YOUR INSTRUCTIONS
Write out, word for word, the first line of the data below and every line after it through the one containing "For each instance of the gravel".

[Collection entries]
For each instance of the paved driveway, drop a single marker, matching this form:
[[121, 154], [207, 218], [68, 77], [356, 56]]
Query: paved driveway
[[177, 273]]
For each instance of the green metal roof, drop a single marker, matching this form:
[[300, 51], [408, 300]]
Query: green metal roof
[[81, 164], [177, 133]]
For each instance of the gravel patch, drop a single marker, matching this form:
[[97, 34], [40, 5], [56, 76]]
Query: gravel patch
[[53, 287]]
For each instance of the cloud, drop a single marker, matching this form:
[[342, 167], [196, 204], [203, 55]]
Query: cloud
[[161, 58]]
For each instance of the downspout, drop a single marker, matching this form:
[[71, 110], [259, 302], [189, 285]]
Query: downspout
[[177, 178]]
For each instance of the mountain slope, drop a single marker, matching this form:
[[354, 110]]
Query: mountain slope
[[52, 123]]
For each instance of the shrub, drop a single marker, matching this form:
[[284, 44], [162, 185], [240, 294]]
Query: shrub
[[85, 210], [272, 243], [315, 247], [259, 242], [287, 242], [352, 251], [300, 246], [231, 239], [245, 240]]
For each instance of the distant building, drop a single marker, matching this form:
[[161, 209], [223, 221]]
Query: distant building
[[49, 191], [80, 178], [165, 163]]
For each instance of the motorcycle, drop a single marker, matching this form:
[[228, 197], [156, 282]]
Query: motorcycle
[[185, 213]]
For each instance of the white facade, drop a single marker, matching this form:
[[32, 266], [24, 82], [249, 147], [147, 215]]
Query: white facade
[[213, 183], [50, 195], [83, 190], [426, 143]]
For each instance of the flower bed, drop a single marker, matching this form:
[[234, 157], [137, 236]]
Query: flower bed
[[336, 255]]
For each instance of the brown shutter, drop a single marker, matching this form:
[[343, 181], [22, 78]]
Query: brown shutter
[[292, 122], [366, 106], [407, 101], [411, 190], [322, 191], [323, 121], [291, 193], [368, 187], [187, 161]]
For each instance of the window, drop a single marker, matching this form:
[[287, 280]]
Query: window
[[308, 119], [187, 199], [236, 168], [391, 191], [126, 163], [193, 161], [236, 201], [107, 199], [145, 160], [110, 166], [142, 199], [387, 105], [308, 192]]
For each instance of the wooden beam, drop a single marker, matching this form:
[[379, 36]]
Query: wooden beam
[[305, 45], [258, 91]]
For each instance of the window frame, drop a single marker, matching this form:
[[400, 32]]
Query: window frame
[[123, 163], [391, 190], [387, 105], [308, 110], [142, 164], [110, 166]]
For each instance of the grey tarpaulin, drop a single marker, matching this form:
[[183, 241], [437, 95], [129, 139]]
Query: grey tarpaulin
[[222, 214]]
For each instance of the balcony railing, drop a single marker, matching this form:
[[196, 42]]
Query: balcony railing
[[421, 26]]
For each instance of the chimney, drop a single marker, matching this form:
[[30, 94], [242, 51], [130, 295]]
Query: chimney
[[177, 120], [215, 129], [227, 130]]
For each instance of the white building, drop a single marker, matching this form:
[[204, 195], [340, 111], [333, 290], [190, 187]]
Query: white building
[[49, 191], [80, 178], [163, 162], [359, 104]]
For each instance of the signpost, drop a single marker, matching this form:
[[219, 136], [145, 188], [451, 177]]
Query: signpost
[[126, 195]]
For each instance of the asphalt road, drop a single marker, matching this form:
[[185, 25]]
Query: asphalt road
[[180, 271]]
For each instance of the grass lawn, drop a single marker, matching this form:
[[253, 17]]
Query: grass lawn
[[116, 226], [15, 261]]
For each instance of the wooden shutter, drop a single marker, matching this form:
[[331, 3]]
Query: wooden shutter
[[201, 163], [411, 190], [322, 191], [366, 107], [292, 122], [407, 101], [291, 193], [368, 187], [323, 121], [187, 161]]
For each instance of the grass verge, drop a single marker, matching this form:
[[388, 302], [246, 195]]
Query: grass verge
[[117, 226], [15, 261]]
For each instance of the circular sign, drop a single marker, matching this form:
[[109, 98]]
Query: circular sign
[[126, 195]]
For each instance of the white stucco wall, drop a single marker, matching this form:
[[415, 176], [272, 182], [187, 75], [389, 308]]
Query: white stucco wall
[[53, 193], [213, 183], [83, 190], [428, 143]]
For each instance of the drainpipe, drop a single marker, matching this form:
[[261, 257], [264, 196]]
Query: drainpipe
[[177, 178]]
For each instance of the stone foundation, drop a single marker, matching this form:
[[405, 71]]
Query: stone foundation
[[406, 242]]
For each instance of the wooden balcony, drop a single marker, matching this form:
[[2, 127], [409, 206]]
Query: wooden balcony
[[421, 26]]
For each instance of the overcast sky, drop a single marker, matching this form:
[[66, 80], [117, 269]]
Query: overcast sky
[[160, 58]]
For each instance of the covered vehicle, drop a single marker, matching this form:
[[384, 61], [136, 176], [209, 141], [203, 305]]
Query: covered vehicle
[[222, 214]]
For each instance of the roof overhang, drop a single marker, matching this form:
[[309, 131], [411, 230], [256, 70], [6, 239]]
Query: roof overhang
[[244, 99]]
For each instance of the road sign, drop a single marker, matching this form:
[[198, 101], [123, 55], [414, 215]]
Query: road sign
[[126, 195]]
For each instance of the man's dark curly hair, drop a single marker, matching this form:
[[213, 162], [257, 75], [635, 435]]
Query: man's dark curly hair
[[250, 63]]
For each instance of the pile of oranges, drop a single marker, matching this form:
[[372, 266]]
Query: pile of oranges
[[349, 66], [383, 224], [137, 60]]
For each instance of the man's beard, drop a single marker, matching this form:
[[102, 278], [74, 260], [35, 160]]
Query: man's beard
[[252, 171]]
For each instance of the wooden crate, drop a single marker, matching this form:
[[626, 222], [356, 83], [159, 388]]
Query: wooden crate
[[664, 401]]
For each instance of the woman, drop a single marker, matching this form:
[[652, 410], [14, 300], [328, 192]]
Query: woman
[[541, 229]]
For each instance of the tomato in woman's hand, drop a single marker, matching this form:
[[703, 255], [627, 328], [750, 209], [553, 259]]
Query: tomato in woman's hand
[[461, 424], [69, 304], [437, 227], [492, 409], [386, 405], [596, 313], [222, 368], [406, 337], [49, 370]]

ANSWER BELOW
For each instance of the paved driveway, drop a single marker, matching this form:
[[121, 154], [207, 218], [68, 77], [356, 56]]
Query: paved driveway
[[177, 273]]
For each instance of the green metal roof, drop a single marker, matching this form:
[[300, 51], [408, 300]]
Query: green metal roof
[[81, 164], [177, 133]]
For each instance of the gravel patch, drop a single marker, matching this form:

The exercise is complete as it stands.